* START *

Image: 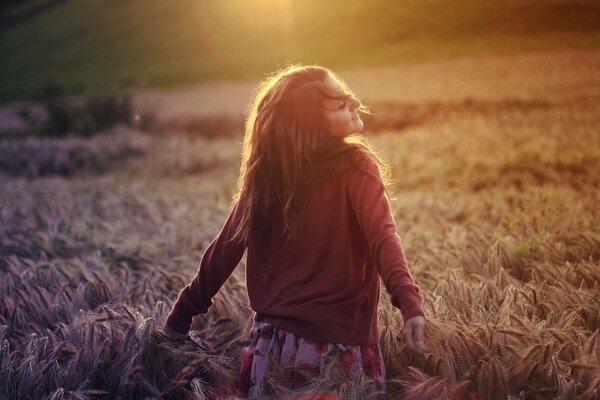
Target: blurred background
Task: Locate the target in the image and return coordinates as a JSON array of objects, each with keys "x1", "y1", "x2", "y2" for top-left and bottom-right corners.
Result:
[{"x1": 0, "y1": 0, "x2": 600, "y2": 136}]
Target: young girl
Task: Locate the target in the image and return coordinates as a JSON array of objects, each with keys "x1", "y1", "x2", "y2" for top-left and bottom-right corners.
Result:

* END *

What the task requires: Please write out all of the data above word for word, leaving out the pictures.

Solution to this exercise:
Image: 
Target: blurred background
Task: Locate the target in the image and return coordinates as a JSON array of objects, each with keys "x1", "y1", "x2", "y2" for top-left and bottom-right corners.
Result:
[{"x1": 0, "y1": 0, "x2": 600, "y2": 136}]
Target: young girl
Task: Locate the target in the image and return coordinates as a JSON array of objects, each with keys "x1", "y1", "x2", "y2" for top-left and bottom-right corners.
Result:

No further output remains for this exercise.